### ACTIVITY
Among the records, which lines hold the word "lawn"? Pick them out.

### Items from a dataset
● ● ● ● ● ● ●

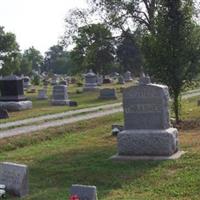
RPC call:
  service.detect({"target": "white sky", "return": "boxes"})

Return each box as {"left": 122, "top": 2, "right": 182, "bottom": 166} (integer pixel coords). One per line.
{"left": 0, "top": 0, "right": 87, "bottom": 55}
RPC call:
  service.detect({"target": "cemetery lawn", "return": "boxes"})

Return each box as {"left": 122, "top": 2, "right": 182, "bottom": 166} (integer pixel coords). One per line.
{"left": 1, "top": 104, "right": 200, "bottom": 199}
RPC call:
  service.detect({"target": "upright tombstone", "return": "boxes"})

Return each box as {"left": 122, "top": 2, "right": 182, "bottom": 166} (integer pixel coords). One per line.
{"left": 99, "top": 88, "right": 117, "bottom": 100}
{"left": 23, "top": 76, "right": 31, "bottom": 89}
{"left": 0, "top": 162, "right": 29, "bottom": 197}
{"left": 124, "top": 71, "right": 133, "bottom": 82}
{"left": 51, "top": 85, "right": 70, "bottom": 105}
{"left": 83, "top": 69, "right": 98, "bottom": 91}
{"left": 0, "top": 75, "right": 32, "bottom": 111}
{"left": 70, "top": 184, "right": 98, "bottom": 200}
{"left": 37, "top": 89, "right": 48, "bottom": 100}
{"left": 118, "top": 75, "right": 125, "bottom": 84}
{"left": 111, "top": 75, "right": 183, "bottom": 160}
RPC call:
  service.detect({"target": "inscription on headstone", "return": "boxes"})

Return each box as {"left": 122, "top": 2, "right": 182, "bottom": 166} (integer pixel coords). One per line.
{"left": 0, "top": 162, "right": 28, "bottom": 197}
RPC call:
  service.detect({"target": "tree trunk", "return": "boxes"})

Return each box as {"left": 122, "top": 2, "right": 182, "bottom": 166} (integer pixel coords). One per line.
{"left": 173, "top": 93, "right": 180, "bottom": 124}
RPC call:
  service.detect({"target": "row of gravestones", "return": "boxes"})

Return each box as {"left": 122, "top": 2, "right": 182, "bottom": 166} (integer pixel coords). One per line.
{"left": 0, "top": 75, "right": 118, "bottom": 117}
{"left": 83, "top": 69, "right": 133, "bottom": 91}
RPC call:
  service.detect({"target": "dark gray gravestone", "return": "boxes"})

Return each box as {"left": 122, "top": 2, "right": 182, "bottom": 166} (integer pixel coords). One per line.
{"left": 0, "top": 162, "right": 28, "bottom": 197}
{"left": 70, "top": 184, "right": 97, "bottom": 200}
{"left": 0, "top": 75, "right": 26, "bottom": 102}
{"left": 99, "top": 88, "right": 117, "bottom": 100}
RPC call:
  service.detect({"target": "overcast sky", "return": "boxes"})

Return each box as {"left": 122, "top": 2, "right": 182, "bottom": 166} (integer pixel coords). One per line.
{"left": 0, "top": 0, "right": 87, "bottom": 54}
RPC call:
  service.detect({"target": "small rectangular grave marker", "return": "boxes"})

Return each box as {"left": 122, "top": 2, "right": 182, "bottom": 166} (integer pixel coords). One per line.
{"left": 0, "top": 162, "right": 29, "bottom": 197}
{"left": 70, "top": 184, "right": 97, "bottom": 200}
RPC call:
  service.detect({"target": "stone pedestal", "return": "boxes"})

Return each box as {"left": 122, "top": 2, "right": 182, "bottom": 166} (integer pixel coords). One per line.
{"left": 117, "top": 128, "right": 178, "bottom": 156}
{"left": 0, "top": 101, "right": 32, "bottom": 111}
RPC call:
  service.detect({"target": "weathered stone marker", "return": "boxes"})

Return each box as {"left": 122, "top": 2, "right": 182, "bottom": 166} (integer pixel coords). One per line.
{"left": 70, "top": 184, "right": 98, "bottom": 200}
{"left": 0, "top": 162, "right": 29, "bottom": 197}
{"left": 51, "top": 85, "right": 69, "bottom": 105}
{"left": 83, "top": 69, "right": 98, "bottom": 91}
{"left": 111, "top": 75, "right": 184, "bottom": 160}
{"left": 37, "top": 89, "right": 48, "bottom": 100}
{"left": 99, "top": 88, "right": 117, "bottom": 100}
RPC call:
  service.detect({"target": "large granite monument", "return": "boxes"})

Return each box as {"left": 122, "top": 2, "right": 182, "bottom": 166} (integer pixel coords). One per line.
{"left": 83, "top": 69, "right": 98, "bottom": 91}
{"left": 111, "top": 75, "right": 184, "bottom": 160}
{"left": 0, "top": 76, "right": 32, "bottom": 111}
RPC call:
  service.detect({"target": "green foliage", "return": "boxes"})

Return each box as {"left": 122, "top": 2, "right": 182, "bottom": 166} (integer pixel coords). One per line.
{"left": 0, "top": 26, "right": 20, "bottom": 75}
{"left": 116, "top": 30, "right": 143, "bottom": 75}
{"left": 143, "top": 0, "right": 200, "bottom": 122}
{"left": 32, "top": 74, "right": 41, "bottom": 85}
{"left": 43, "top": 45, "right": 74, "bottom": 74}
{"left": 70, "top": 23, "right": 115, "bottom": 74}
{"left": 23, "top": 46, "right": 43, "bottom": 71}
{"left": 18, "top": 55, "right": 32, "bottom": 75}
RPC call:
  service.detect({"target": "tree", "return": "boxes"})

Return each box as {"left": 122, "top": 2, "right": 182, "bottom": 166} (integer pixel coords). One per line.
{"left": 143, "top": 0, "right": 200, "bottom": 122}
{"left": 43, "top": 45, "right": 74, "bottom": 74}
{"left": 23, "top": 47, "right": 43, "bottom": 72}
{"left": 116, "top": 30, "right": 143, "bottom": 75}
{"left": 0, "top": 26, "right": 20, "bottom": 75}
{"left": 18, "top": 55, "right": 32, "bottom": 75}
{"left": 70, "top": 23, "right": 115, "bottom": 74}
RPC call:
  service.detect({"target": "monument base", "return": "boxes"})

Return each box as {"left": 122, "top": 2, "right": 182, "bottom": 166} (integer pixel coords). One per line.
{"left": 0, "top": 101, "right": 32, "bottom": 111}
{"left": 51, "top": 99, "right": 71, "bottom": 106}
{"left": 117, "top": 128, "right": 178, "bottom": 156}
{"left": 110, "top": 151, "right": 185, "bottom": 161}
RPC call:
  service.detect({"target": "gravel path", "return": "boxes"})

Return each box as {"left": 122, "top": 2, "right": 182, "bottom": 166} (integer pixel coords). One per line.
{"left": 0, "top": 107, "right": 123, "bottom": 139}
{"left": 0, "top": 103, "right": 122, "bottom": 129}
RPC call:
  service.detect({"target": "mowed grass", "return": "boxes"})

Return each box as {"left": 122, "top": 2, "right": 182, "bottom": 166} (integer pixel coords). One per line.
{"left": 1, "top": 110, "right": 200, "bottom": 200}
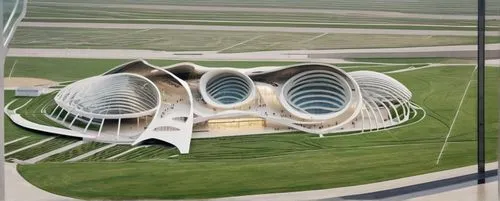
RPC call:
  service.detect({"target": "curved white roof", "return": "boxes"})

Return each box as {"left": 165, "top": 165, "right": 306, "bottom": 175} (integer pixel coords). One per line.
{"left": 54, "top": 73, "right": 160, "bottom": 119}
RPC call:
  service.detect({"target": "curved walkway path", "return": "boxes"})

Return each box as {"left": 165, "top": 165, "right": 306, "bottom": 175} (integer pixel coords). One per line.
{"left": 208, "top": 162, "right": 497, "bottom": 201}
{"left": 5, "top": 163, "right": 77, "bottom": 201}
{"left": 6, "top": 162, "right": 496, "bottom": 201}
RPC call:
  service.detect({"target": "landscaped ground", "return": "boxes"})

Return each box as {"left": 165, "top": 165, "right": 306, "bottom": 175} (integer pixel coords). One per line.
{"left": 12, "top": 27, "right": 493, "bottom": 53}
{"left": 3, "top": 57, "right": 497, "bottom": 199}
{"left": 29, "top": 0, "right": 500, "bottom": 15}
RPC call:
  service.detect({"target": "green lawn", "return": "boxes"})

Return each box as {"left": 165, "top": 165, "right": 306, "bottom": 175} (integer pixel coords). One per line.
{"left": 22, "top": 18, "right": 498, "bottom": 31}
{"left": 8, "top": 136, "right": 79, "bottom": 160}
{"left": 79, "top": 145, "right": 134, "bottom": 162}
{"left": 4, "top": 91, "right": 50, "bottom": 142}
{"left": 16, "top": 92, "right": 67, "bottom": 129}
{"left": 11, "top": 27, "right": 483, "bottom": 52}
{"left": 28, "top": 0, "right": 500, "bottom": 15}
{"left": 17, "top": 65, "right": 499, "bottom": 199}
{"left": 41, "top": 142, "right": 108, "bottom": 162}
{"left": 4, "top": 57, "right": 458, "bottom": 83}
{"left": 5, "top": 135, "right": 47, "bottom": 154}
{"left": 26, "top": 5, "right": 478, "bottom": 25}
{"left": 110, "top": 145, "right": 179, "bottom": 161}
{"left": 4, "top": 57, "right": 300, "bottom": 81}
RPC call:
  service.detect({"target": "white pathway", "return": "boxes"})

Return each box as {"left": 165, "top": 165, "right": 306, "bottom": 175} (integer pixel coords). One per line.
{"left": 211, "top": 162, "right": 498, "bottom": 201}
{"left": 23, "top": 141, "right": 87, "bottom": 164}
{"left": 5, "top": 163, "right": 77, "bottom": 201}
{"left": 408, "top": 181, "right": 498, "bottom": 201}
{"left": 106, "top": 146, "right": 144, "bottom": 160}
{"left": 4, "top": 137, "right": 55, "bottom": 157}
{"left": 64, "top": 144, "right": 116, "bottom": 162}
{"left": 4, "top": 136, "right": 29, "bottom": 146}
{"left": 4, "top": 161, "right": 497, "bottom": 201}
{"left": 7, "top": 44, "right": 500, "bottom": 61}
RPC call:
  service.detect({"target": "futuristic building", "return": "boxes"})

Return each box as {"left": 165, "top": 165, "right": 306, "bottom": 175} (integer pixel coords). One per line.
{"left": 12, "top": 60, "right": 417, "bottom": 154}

● ● ● ● ● ● ●

### PROBLEM SOLUTION
  service.detect({"target": "cemetery lawn", "return": "boxes"})
  service.detect({"target": "green lawn", "return": "boxes"})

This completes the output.